### Exercise description
Could you copy every line in the listing below that has the word "fish"?

○ ○ ○

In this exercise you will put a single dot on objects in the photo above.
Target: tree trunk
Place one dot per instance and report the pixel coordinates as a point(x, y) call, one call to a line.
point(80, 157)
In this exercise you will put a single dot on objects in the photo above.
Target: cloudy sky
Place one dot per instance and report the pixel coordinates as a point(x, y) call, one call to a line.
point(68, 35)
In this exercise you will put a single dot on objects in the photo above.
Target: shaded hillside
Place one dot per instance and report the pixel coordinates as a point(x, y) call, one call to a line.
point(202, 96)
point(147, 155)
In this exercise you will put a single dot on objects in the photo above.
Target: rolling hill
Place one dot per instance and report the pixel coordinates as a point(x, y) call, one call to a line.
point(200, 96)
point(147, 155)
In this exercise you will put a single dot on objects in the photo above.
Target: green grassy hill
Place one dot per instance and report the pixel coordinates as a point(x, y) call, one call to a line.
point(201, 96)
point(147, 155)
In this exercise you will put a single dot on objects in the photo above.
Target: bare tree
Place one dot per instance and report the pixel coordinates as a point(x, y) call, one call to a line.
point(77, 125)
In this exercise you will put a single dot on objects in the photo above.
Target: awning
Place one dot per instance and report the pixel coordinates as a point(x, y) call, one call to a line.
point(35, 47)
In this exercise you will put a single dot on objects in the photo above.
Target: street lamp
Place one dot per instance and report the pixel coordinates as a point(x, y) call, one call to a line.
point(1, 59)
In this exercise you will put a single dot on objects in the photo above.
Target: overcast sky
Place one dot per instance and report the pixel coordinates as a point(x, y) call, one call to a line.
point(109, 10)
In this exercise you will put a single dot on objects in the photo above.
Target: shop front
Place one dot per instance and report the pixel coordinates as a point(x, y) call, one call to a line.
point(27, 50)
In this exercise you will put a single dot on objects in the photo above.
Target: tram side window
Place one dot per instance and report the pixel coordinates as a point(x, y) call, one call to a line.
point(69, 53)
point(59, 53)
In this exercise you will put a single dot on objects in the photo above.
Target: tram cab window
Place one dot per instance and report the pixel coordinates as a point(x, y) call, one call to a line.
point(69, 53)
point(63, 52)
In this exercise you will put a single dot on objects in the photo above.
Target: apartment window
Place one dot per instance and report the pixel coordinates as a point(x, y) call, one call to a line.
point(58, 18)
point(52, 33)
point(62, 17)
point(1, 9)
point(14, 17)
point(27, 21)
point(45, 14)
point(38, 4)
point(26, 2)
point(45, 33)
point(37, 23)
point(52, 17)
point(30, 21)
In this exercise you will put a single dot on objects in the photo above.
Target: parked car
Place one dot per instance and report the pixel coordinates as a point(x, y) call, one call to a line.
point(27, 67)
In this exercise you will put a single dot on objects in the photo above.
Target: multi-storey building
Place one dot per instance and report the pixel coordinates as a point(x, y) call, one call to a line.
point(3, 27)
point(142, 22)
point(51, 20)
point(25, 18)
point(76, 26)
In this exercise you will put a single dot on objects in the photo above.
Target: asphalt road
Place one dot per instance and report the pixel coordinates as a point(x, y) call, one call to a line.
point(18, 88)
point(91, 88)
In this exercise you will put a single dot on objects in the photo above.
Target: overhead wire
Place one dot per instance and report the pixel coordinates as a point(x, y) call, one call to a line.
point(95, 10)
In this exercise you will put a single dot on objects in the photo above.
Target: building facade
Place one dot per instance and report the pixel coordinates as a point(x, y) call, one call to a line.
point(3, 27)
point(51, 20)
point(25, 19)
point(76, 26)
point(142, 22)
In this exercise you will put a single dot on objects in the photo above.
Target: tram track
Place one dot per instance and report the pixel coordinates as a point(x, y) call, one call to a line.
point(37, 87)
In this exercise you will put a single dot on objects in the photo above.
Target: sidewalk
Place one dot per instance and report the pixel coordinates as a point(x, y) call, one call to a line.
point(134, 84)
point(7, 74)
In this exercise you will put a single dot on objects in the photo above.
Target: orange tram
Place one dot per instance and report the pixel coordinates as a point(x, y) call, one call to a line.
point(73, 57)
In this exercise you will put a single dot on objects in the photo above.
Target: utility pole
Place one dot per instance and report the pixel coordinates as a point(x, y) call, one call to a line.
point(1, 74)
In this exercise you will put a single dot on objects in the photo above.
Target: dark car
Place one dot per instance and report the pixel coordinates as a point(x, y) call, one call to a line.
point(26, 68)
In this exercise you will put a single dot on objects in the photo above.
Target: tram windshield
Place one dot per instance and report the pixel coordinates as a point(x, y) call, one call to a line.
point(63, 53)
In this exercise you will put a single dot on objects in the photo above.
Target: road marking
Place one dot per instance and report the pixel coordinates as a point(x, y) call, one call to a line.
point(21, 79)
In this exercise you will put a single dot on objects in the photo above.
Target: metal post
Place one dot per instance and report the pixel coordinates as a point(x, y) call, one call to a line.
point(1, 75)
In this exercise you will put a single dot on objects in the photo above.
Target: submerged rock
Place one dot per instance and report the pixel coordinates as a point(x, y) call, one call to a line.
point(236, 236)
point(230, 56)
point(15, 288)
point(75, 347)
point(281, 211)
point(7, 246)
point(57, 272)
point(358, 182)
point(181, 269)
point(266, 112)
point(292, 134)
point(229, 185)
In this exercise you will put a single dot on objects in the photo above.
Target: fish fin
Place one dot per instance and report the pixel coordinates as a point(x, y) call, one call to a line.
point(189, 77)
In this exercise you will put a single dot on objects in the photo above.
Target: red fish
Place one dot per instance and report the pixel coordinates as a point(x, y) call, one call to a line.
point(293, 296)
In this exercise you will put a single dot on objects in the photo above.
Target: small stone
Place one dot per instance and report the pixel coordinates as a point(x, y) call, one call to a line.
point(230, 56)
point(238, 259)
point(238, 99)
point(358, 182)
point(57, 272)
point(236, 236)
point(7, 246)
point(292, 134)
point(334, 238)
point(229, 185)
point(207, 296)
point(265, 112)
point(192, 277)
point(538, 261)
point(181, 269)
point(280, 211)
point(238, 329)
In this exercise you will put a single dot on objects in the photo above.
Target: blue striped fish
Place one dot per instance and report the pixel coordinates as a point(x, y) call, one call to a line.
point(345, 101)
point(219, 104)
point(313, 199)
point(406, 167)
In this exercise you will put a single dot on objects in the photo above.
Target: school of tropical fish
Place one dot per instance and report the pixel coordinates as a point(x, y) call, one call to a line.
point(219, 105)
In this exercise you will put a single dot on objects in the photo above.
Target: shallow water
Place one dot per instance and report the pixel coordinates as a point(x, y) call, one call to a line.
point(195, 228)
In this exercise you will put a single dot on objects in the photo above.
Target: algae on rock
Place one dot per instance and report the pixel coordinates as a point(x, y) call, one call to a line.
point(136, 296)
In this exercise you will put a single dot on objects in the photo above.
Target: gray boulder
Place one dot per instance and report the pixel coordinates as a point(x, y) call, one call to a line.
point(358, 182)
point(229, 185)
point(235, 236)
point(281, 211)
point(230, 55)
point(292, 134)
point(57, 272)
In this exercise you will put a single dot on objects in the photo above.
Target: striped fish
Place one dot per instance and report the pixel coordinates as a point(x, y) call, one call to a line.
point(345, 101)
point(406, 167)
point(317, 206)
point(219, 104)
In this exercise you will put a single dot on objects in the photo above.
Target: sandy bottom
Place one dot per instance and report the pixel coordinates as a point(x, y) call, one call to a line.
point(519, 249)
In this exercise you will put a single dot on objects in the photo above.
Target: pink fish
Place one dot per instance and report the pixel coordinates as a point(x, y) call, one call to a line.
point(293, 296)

○ ○ ○

### Task answer
Target: fish fin
Target: red fish
Target: blue striped fish
Target: school of tropical fish
Target: striped fish
Target: pink fish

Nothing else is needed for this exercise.